=== DIRECTIVE ===
Count the lines in the listing below that contain the string "outside". Give only the number.

=== DATA FOR THIS TASK ===
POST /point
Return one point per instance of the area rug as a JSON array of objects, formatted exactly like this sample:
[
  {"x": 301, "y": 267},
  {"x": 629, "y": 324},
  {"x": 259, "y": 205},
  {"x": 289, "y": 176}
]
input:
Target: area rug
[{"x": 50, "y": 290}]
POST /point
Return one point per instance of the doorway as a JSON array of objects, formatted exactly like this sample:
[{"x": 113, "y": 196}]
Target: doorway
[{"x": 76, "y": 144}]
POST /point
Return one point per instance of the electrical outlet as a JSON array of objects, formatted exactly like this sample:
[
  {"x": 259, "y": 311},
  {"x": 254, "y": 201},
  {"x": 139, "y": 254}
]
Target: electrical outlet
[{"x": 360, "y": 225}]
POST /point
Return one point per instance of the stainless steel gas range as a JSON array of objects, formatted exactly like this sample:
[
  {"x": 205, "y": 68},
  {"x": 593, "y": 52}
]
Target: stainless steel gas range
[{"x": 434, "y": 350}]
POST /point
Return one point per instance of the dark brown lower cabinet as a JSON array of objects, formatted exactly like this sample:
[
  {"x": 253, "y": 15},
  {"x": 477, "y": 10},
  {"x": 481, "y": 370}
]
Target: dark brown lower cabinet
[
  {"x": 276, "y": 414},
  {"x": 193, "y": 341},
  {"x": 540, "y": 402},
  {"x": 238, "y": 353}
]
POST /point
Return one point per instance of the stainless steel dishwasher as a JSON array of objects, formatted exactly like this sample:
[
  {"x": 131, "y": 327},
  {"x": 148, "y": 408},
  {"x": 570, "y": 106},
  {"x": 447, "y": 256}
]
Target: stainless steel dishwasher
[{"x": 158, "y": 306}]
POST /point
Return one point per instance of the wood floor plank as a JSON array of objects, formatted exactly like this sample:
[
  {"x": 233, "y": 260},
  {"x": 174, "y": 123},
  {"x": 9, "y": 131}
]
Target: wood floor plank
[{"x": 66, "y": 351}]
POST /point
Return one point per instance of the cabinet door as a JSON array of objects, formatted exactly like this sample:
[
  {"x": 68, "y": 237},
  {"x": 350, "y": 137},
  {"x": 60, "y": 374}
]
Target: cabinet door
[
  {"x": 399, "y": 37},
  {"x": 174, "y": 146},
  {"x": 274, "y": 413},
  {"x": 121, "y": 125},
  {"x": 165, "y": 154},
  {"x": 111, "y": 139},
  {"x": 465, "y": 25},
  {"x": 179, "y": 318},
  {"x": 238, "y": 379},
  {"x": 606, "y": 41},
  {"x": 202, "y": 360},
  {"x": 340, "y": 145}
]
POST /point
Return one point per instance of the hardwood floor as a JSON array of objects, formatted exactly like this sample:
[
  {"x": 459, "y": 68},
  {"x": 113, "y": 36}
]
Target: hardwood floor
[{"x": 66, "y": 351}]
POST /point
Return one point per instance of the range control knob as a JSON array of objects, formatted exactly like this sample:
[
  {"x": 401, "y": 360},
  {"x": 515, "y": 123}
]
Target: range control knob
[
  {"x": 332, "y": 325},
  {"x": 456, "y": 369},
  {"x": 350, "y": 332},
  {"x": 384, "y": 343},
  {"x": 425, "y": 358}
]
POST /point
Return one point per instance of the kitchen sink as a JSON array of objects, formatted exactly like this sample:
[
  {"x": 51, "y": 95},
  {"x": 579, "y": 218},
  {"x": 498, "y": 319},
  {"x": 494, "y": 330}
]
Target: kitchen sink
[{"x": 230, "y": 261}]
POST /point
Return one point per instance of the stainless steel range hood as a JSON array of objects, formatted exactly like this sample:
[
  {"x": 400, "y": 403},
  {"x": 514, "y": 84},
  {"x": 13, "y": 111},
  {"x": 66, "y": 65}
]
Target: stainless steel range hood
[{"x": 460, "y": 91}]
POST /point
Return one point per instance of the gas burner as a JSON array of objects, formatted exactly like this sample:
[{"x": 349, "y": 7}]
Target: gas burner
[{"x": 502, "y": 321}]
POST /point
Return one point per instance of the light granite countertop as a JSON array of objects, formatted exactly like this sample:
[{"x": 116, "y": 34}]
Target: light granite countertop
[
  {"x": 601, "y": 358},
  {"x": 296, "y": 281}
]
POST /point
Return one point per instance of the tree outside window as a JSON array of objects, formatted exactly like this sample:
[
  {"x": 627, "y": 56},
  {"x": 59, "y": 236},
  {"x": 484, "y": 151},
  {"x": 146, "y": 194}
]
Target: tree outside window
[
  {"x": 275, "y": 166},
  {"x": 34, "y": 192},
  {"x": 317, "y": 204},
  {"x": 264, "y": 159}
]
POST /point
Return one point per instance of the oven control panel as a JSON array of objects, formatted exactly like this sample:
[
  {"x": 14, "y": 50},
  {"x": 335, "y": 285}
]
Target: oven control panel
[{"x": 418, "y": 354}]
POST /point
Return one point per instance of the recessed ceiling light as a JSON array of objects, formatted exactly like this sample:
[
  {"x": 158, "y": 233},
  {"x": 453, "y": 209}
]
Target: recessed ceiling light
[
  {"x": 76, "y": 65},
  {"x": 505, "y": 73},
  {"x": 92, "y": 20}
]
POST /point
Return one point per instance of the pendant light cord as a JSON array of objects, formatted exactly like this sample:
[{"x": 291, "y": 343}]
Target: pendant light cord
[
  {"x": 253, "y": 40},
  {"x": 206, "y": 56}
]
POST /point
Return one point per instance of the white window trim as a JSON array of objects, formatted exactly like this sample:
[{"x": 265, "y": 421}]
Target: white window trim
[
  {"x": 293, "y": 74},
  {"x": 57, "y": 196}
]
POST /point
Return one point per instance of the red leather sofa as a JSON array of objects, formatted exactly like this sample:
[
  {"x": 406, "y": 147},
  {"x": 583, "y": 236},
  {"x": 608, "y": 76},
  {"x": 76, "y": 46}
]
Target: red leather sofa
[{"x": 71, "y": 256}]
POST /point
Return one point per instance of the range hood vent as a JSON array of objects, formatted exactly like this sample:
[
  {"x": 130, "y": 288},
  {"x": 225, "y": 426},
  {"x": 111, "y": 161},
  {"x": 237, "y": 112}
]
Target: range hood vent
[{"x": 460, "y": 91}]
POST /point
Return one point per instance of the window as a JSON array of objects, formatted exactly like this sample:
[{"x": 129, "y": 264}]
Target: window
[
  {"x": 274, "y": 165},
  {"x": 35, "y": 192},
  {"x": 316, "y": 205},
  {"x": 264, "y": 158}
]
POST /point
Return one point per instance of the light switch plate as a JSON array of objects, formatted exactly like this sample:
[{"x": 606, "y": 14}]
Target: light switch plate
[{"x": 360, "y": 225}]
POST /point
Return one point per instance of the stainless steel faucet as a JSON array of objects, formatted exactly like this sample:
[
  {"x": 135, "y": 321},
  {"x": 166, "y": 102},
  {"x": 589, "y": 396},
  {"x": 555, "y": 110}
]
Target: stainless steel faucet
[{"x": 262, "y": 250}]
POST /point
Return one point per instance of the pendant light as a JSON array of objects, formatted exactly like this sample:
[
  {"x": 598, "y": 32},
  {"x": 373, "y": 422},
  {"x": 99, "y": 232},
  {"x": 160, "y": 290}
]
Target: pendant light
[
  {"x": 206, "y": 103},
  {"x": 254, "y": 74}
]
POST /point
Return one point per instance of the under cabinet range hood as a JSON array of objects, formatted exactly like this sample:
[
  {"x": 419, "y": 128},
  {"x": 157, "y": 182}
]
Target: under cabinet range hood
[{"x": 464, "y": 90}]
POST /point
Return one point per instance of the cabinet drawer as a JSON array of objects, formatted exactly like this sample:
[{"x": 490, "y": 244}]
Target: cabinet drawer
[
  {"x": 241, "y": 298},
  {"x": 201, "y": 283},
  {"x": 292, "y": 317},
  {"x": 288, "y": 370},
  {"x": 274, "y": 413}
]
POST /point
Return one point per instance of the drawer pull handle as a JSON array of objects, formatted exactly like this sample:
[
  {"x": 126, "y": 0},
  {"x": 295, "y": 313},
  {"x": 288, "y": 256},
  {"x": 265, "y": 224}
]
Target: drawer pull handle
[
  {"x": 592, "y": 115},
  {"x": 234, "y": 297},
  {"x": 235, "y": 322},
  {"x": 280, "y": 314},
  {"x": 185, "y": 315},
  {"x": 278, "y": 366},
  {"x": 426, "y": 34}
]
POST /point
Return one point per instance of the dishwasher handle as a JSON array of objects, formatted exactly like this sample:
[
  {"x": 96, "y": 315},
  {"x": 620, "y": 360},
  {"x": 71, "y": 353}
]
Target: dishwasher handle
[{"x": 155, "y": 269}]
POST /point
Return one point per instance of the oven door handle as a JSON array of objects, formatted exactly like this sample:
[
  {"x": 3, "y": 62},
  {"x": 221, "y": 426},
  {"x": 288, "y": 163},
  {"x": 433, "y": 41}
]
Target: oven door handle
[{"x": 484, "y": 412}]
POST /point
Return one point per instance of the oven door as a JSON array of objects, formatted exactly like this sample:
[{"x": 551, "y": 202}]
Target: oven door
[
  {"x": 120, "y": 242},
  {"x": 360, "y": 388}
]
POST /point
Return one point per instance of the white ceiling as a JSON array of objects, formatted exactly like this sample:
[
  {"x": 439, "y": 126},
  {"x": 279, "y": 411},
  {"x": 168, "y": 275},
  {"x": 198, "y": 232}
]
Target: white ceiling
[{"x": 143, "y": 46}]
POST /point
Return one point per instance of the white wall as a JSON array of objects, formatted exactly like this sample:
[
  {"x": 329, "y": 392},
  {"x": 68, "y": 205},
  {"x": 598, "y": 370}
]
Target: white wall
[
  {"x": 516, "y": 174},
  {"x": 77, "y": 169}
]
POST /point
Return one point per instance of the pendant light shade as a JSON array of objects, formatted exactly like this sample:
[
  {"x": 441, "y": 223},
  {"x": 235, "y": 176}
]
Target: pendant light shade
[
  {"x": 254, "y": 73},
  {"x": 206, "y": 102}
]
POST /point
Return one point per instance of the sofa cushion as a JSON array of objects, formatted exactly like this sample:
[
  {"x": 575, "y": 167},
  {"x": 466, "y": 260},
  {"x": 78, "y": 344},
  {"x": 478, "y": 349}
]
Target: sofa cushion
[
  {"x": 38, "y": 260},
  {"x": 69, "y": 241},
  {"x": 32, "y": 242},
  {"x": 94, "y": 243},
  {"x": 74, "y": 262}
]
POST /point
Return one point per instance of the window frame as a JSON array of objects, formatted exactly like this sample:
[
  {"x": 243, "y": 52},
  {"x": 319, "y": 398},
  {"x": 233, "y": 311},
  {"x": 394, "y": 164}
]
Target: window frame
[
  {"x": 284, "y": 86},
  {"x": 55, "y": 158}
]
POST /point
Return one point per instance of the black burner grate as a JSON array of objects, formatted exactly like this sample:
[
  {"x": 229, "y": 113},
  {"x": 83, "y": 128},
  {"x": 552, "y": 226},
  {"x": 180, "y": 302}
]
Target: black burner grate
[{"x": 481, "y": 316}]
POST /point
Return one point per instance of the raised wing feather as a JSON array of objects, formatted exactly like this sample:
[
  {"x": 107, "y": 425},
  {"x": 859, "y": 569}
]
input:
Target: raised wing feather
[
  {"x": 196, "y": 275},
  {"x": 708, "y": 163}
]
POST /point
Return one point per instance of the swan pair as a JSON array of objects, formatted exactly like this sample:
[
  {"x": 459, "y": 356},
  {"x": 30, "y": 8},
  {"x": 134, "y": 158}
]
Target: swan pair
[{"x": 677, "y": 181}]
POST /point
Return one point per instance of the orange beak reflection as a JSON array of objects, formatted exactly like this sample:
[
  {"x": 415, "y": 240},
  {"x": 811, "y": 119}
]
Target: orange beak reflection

=== ANSWER IN FULL ===
2